Stated goal:
Rewrite the material below as a JSON list of strings, one string per line, with blank lines left out. Leave the pictures out of your answer.

___ Data for the task ___

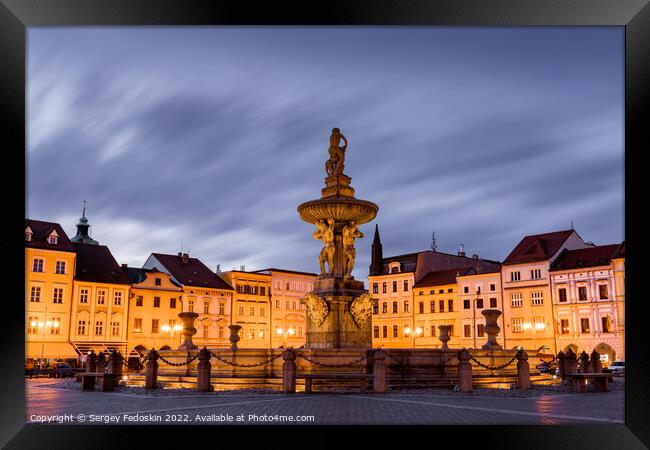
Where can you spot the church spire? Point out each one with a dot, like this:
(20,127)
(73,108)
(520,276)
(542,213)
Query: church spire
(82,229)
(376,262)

___

Result of this exercise:
[
  "Where can you spot the church spire? Point out each one with a dot, like this:",
  "(20,127)",
  "(73,108)",
  "(520,276)",
  "(542,213)",
  "Query: church spire",
  "(82,229)",
  "(376,262)"
]